(Stored data entries)
════
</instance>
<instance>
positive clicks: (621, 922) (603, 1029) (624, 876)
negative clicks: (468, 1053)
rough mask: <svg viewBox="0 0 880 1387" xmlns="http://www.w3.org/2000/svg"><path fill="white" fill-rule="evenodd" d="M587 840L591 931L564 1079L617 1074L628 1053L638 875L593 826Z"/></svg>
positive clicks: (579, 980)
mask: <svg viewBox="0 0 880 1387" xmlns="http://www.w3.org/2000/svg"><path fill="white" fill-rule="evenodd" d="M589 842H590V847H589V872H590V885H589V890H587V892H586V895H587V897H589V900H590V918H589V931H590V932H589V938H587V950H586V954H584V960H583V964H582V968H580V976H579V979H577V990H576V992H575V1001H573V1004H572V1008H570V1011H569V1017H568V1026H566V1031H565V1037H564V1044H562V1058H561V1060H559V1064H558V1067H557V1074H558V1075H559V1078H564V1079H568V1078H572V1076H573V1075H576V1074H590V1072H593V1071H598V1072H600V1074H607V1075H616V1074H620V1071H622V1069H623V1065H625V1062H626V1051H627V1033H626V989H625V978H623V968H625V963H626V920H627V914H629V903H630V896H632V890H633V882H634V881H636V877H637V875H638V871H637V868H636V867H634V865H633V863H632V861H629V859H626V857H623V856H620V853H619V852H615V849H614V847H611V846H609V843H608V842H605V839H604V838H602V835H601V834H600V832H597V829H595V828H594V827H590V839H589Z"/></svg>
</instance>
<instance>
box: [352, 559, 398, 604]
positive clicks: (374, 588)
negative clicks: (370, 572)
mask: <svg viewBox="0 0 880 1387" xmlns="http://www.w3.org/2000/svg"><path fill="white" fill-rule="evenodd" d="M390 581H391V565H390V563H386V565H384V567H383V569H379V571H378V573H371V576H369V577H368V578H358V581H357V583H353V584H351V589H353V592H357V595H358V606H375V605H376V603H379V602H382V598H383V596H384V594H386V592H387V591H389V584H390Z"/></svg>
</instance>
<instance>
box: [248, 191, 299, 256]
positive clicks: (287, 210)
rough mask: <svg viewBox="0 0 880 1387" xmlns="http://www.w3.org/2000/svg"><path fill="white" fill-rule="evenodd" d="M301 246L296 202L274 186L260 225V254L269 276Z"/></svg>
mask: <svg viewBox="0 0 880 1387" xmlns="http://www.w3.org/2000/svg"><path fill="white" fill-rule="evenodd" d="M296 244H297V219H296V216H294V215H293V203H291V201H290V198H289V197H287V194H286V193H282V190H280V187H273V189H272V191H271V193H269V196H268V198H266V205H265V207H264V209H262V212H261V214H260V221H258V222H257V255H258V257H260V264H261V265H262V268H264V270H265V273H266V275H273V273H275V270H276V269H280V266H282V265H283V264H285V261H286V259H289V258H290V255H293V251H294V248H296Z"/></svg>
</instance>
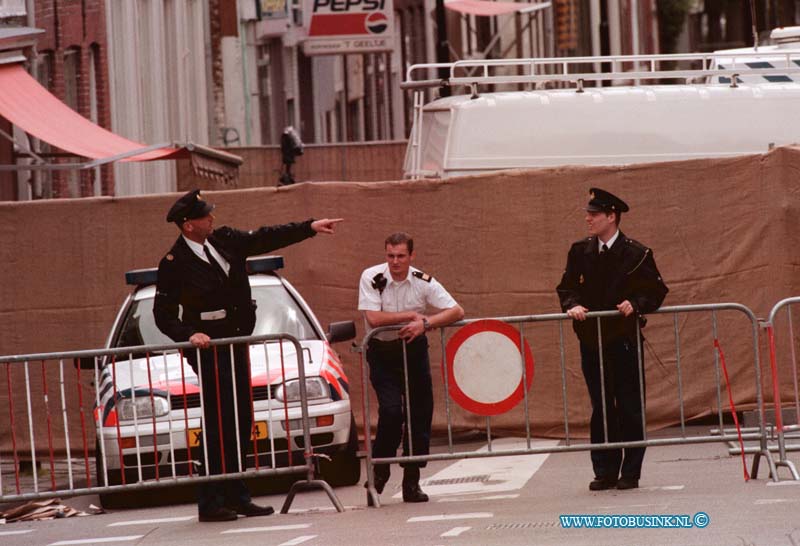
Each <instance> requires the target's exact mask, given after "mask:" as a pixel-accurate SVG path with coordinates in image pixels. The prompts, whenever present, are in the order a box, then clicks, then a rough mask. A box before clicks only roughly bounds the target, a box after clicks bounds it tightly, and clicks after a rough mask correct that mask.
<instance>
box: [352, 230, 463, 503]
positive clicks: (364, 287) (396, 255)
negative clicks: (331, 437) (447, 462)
mask: <svg viewBox="0 0 800 546" xmlns="http://www.w3.org/2000/svg"><path fill="white" fill-rule="evenodd" d="M384 249H385V251H386V261H385V262H384V263H381V264H378V265H376V266H373V267H369V268H367V269H365V270H364V272H363V273H362V274H361V281H360V283H359V294H358V309H359V311H363V313H364V321H365V323H366V327H367V330H368V331H371V330H373V329H375V328H378V327H380V326H389V325H393V324H404V326H403V327H402V328H401V329H399V330H390V331H386V332H379V333H377V334H376V335H375V336H374V337H373V338H372V339H371V340H370V342H369V345H368V347H367V362H368V364H369V379H370V382H371V383H372V387H373V388H374V389H375V394H376V395H377V397H378V429H377V432H376V433H375V443H374V444H373V445H372V456H373V457H374V458H384V457H394V456H396V455H397V448H398V447H399V446H400V442H401V439H402V441H403V455H404V456H408V455H427V454H428V453H429V445H430V435H431V419H432V417H433V386H432V383H431V370H430V361H429V358H428V339H427V337H426V336H425V333H426V332H427V331H428V330H430V329H431V328H435V327H439V326H446V325H448V324H450V323H451V322H455V321H457V320H461V318H462V317H463V316H464V310H463V309H462V308H461V306H460V305H458V304H457V303H456V301H455V300H454V299H453V297H452V296H451V295H450V294H449V293H448V292H447V290H445V288H444V287H443V286H442V285H441V284H440V283H439V282H438V281H437V280H436V279H434V278H433V277H431V276H430V275H428V274H426V273H423V272H422V271H420V270H419V269H416V268H415V267H412V266H411V262H412V260H413V259H414V240H413V239H412V238H411V237H410V236H409V235H408V234H407V233H394V234H392V235H390V236H389V237H387V239H386V241H385V242H384ZM403 343H405V344H406V348H405V353H406V361H407V362H406V363H407V368H408V396H409V400H408V402H409V405H410V408H411V415H410V416H406V415H405V408H406V404H405V396H406V390H405V381H404V373H403ZM409 427H410V431H409ZM409 436H410V440H411V442H410V443H411V445H410V446H409ZM402 466H403V501H405V502H426V501H427V500H428V495H426V494H425V493H423V492H422V489H421V488H420V486H419V478H420V468H421V467H423V466H425V464H424V463H403V464H402ZM389 473H390V470H389V465H387V464H379V465H375V489H376V490H377V492H378V493H382V492H383V488H384V487H385V486H386V482H388V481H389ZM368 501H369V503H370V504H371V502H372V497H370V496H369V495H368Z"/></svg>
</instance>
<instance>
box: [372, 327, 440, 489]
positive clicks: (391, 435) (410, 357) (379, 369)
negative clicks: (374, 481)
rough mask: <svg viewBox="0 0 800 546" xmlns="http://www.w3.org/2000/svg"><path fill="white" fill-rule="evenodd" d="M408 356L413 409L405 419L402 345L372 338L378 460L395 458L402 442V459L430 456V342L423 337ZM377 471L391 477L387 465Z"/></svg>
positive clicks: (409, 345)
mask: <svg viewBox="0 0 800 546" xmlns="http://www.w3.org/2000/svg"><path fill="white" fill-rule="evenodd" d="M406 355H407V362H408V390H409V404H410V406H411V415H410V418H409V419H406V417H407V416H406V404H405V394H406V393H405V380H404V374H403V342H402V341H400V340H398V341H389V342H381V341H379V340H375V339H373V340H372V341H370V343H369V346H368V347H367V362H368V363H369V379H370V383H372V387H373V388H374V389H375V394H376V395H377V397H378V430H377V432H376V433H375V442H374V443H373V444H372V456H373V457H375V458H379V457H395V456H396V455H397V448H398V447H399V446H400V442H401V440H402V442H403V456H408V455H427V454H428V453H430V441H431V420H432V418H433V386H432V384H431V367H430V360H429V357H428V339H427V338H426V337H425V336H420V337H418V338H416V339H414V341H412V342H411V343H409V344H407V345H406ZM409 427H410V437H411V448H410V449H409V442H408V440H409ZM425 465H426V463H424V462H423V463H407V464H406V463H404V464H403V465H401V466H408V467H416V468H420V467H424V466H425ZM375 471H376V474H378V475H384V476H387V477H388V475H389V467H388V465H376V467H375Z"/></svg>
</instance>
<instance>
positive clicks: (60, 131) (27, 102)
mask: <svg viewBox="0 0 800 546" xmlns="http://www.w3.org/2000/svg"><path fill="white" fill-rule="evenodd" d="M0 116H2V117H4V118H6V119H7V120H8V121H10V122H11V123H13V124H14V125H16V126H17V127H19V128H20V129H22V130H23V131H25V132H26V133H28V134H30V135H33V136H35V137H36V138H38V139H40V140H43V141H45V142H47V143H49V144H51V145H53V146H56V147H57V148H60V149H62V150H64V151H66V152H69V153H72V154H75V155H76V156H80V157H86V158H91V159H105V158H111V157H115V156H119V155H124V154H130V153H132V152H136V150H142V149H144V148H147V146H146V145H145V144H140V143H138V142H134V141H132V140H128V139H127V138H123V137H121V136H119V135H117V134H114V133H112V132H111V131H109V130H107V129H104V128H102V127H100V126H99V125H96V124H94V123H92V122H91V121H89V120H88V119H86V118H85V117H83V116H81V115H80V114H78V113H77V112H76V111H74V110H73V109H72V108H70V107H69V106H67V105H66V104H64V103H63V102H61V101H60V100H59V99H58V98H57V97H56V96H54V95H52V94H51V93H50V92H49V91H48V90H47V89H45V88H44V87H42V86H41V85H40V84H39V82H38V81H36V80H35V79H34V78H33V77H32V76H31V75H30V74H28V73H27V72H26V71H25V68H24V67H23V66H22V65H21V64H19V63H15V64H5V65H0ZM189 156H190V153H189V152H188V151H187V150H186V149H184V148H173V147H163V148H159V149H156V150H151V151H148V152H143V153H140V154H135V155H131V156H128V157H125V158H120V160H121V161H150V160H154V159H178V158H188V157H189Z"/></svg>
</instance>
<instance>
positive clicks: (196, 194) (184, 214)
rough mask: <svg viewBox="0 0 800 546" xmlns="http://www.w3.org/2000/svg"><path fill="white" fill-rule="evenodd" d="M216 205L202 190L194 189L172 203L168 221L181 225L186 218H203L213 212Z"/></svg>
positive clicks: (189, 219)
mask: <svg viewBox="0 0 800 546" xmlns="http://www.w3.org/2000/svg"><path fill="white" fill-rule="evenodd" d="M214 207H215V205H212V204H211V203H209V202H208V201H206V200H205V199H203V196H202V195H201V194H200V190H192V191H190V192H188V193H185V194H183V195H182V196H181V197H180V198H178V200H177V201H175V203H174V204H173V205H172V208H170V209H169V212H168V213H167V222H168V223H171V222H175V223H176V224H178V225H181V224H182V223H184V222H185V221H186V220H193V219H195V218H203V217H204V216H208V215H209V214H211V211H213V210H214Z"/></svg>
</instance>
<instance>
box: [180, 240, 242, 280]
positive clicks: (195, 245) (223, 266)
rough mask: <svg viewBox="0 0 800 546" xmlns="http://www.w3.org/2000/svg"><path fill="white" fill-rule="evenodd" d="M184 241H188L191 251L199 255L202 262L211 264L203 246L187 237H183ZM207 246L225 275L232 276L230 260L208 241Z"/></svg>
mask: <svg viewBox="0 0 800 546" xmlns="http://www.w3.org/2000/svg"><path fill="white" fill-rule="evenodd" d="M183 240H184V241H186V244H187V245H188V246H189V248H190V249H192V252H194V253H195V254H196V255H197V257H198V258H200V259H201V260H203V261H204V262H206V263H207V264H210V263H211V262H209V261H208V256H206V252H205V250H203V245H201V244H200V243H196V242H194V241H192V240H191V239H189V238H188V237H186V236H185V235H184V236H183ZM206 246H207V247H208V251H209V252H210V253H211V255H212V256H213V257H214V259H215V260H217V263H219V265H220V267H221V268H222V270H223V271H224V272H225V274H226V275H230V271H231V264H229V263H228V260H226V259H225V258H223V257H222V254H220V253H219V252H217V249H216V248H214V245H212V244H211V243H209V242H208V241H206Z"/></svg>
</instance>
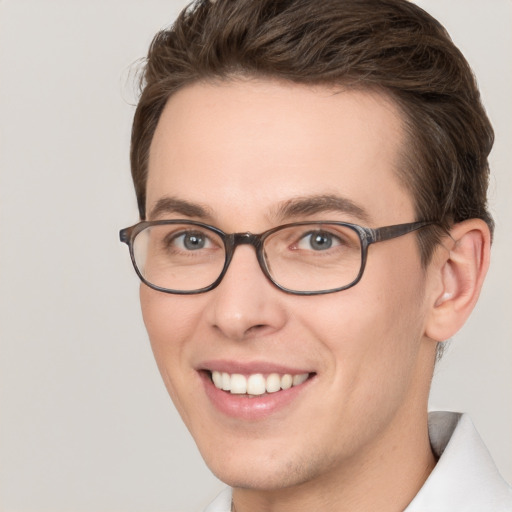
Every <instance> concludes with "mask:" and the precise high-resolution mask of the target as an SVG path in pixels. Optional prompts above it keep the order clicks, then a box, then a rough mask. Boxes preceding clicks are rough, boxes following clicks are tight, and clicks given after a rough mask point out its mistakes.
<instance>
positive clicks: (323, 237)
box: [297, 230, 341, 251]
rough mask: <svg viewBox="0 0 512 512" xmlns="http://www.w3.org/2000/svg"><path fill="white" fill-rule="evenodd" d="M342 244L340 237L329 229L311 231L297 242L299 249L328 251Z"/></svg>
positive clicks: (297, 244) (314, 250)
mask: <svg viewBox="0 0 512 512" xmlns="http://www.w3.org/2000/svg"><path fill="white" fill-rule="evenodd" d="M340 244H341V240H340V239H339V237H337V236H335V235H333V234H332V233H329V232H328V231H320V230H318V231H310V232H309V233H306V234H305V235H304V236H302V238H301V239H300V240H299V241H298V242H297V249H303V250H311V249H312V250H313V251H326V250H327V249H330V248H331V247H333V246H337V245H340Z"/></svg>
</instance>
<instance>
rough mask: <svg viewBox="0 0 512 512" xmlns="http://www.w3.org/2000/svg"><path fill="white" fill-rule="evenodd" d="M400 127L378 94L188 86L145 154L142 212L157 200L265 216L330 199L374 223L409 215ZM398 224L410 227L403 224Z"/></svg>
mask: <svg viewBox="0 0 512 512" xmlns="http://www.w3.org/2000/svg"><path fill="white" fill-rule="evenodd" d="M402 140H403V129H402V122H401V118H400V115H399V114H398V111H397V109H396V107H395V105H394V104H393V103H392V101H391V100H389V99H388V98H387V97H386V96H384V95H383V94H379V93H376V92H370V91H361V90H340V89H338V90H334V89H332V88H327V87H307V86H302V85H296V84H289V83H278V82H273V81H261V80H243V81H242V80H236V81H235V80H233V81H229V82H220V83H196V84H193V85H191V86H188V87H186V88H184V89H182V90H180V91H179V92H177V93H176V94H175V95H173V96H172V97H171V98H170V99H169V101H168V103H167V105H166V107H165V109H164V111H163V113H162V116H161V118H160V121H159V124H158V126H157V129H156V132H155V135H154V138H153V142H152V145H151V150H150V158H149V167H148V169H149V171H148V186H147V189H148V190H147V192H148V200H147V205H146V206H147V209H148V211H151V208H152V207H153V206H154V205H155V204H156V203H157V202H158V201H159V200H160V199H161V198H162V197H166V196H172V197H178V198H179V199H184V200H187V201H189V202H194V203H197V204H201V205H204V206H206V209H208V210H210V211H212V212H213V216H215V215H217V214H218V215H219V216H222V214H223V211H224V210H226V209H229V210H230V211H231V214H232V213H233V212H236V213H239V214H240V215H242V216H245V215H248V214H254V213H255V212H256V210H259V211H260V212H261V214H262V215H264V214H266V215H267V216H268V215H269V212H270V211H272V210H275V209H276V208H277V207H278V206H279V205H280V204H282V203H283V202H286V201H289V200H290V199H293V198H294V197H305V196H310V195H322V196H325V195H335V196H340V197H342V198H345V199H348V200H349V201H352V202H353V203H354V204H357V205H358V206H361V208H362V209H364V210H365V212H367V213H368V215H367V217H369V218H372V216H374V217H375V218H376V219H377V218H379V223H381V222H384V219H383V218H382V214H383V213H384V212H385V210H386V209H389V206H391V205H392V206H393V208H395V209H398V211H399V212H400V209H405V210H410V211H404V212H403V214H404V215H405V216H407V215H409V214H412V206H411V203H412V202H411V199H410V197H409V194H408V193H407V191H406V190H405V189H404V188H403V187H402V186H401V185H400V182H399V180H398V178H397V176H396V168H397V166H398V165H399V164H400V158H399V155H400V151H401V149H402ZM405 220H410V215H409V218H407V219H405Z"/></svg>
════
Copy every line of the records above that contains the string "after". Case counts.

Each <instance> requires the target's exact mask, given after "mask:" as a pixel-accurate SVG path with coordinates in image pixels. The prompts, whenever present, are in the order a box, then clicks, then a rough mask. A box before clicks only roughly bounds the target, a box after clicks bounds it tightly, and clicks after a rough mask correct that mask.
Every <instance> concludes with "mask:" and the precise high-resolution mask of the target as an SVG path in pixels. Optional prompts above it keep the order clicks, then a box, then a rough mask. Boxes preceding clicks are rough, boxes following clicks are tight, and clicks given after a rough mask point out its mistakes.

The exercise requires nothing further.